**SOURCE DOCUMENT**
::::::
# Southern Baptist Theological Seminary



## panicbird (Apr 29, 2004)

Who all is attending/will attend/has attended the Southern Baptist Theological Seminary? I have some questions for you.
First, here is my situation (by the way, this is the bulk of an email that I sent to Tom Schreiner as well):
In a perfect world, I would eventually like to be able to teach at either a seminary or a Christian university while also serving in a pastoral role in a church. Of course, that is the perfect world, which, last I checked, we do not live in. My passion is biblical studies and theology. I am a conservative, reformed Baptist, who earnestly desires reformation and revival in the church of Christ. I have a BA in Biblical Languages from Union University in Jackson, TN and am seeking to build on the foundation of those studies. I also
attended Regent College for one year. I have a wife and daughter; my wife would like to finish an Masters that she started at Golden Gate. We are not wealthy people; we would thus need income while in seminary. I would prefer serving in a church, as I feel called to the ministry of the word.
Now, the questions: should I come to Southern? I know, you cannot tell me what to do (especially since you do not know me). However, for someone in my position, would you recommend it? Are there ample opportunities to serve in solid, biblically-based churches? My interest is in New Testament studies (which is one of the reasons why I wrote to you); is NT studies a strength of Southern? Related to that, what are the strengths and weaknesses of Southern? What sort of opportunities for doctoral study are afforded Southern M.Div. graduates? Where have some of them gone on to study? Why wife and I are also considering Southeastern; in what ways are Southern and Southeastern similar and different? Finally, are professors generally available for students? At Union, I always felt welcomed in the offices of my professors. Conversely, at Regent, I felt like I was intruding each time I spoke with a professor. Which of these would be indicative of Southern?

Answer away!
::::::
**INSTRUCTION 1**
Write out the part of the forum thread about the seminary that begins at the words "# Southern Baptist" and ends after the words "questions for you.".

[Rows from a dataset]
::::::
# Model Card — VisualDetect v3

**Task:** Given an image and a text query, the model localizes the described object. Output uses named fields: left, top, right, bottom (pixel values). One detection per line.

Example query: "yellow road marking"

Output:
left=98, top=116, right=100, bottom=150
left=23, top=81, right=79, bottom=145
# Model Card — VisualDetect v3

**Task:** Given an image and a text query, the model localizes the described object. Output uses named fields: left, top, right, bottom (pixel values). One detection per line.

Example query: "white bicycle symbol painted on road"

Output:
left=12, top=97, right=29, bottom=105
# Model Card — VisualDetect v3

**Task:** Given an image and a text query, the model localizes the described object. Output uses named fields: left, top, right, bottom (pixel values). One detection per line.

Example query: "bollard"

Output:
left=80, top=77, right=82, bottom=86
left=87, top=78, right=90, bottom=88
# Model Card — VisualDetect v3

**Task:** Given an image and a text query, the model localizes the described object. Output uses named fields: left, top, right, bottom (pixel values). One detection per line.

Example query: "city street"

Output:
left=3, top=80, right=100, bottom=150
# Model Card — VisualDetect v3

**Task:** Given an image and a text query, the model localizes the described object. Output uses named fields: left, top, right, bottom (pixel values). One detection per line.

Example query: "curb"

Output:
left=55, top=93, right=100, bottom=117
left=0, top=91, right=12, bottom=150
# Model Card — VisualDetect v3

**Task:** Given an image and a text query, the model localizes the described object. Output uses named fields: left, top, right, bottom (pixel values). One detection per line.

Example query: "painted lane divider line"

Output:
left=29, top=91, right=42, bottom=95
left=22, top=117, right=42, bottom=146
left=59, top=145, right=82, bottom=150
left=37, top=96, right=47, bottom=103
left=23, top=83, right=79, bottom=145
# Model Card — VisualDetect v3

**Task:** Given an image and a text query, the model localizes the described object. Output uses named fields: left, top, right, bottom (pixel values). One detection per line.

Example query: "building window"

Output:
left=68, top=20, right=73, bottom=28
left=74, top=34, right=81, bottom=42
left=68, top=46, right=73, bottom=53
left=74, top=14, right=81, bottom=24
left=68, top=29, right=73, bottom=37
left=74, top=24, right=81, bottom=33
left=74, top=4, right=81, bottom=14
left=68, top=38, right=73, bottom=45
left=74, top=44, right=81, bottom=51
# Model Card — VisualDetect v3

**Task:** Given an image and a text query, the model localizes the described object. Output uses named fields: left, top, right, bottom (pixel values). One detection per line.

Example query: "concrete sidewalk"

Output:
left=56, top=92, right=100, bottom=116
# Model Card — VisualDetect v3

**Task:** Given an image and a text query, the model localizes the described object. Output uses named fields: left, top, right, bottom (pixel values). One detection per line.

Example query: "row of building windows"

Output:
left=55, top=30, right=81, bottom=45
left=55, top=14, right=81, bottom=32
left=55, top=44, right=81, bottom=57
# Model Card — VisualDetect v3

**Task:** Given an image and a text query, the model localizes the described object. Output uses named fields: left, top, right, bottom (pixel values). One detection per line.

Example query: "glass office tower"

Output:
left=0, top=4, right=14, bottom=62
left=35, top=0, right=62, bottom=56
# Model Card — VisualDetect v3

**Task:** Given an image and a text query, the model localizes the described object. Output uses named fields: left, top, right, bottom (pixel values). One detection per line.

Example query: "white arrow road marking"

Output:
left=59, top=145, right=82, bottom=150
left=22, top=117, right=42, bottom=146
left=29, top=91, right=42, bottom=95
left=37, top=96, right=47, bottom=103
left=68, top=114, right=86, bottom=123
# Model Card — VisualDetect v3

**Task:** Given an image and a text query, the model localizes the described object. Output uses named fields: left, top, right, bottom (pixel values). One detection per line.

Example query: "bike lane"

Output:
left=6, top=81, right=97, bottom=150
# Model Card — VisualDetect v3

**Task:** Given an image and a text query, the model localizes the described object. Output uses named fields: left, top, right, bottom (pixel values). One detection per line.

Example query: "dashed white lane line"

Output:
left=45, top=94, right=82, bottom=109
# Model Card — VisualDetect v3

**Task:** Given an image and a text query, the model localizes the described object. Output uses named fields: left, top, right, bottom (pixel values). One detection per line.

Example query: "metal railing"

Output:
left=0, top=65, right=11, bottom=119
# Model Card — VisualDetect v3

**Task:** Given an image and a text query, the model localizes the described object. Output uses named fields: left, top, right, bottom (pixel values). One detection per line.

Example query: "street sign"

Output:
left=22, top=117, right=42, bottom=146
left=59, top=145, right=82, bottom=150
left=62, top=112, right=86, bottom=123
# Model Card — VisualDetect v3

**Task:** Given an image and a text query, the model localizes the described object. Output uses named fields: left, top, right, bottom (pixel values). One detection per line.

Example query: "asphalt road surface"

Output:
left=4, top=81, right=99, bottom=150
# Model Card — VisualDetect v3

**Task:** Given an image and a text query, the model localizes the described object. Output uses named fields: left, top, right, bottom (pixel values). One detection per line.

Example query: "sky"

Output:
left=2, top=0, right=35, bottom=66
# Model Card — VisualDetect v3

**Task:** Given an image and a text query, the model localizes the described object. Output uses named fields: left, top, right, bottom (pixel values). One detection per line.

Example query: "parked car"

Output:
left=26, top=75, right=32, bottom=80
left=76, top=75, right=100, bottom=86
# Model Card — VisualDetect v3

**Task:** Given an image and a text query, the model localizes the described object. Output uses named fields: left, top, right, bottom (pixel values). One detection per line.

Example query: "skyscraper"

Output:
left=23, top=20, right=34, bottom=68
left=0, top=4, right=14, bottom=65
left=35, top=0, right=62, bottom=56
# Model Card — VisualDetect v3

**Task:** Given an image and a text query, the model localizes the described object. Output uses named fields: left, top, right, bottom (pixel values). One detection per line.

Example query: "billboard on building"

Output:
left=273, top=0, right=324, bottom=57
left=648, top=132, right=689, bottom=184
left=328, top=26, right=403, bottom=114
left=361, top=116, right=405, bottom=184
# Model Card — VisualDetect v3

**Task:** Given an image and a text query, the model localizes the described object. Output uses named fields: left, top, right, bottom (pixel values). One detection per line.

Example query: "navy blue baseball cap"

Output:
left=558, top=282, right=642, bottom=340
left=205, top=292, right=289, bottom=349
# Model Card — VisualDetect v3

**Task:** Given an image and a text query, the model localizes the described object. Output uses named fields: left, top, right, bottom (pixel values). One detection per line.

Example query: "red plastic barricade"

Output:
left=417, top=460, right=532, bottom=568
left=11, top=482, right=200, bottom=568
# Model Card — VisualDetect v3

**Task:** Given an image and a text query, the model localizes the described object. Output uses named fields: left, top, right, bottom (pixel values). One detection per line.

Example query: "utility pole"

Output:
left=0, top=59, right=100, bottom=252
::::::
**INSTRUCTION 2**
Rewrite only the entries from their first line through the line containing "left=3, top=80, right=100, bottom=150", changing "Example query" to "Sample query" and keeping everything else the same.

**RESULT 1**
# Southern Baptist Theological Seminary



## panicbird (Apr 29, 2004)

Who all is attending/will attend/has attended the Southern Baptist Theological Seminary? I have some questions for you.

**RESULT 2**
# Model Card — VisualDetect v3

**Task:** Given an image and a text query, the model localizes the described object. Output uses named fields: left, top, right, bottom (pixel values). One detection per line.

Sample query: "yellow road marking"

Output:
left=98, top=116, right=100, bottom=150
left=23, top=81, right=79, bottom=145
# Model Card — VisualDetect v3

**Task:** Given an image and a text query, the model localizes the described object. Output uses named fields: left, top, right, bottom (pixel values). One detection per line.

Sample query: "white bicycle symbol painted on road"

Output:
left=12, top=97, right=29, bottom=105
# Model Card — VisualDetect v3

**Task:** Given an image and a text query, the model localizes the described object. Output uses named fields: left, top, right, bottom (pixel values). One detection per line.

Sample query: "bollard"

Output:
left=80, top=77, right=82, bottom=86
left=87, top=78, right=90, bottom=88
# Model Card — VisualDetect v3

**Task:** Given an image and a text query, the model localizes the described object. Output uses named fields: left, top, right, bottom (pixel values). One detection per line.

Sample query: "city street"

Output:
left=3, top=80, right=100, bottom=150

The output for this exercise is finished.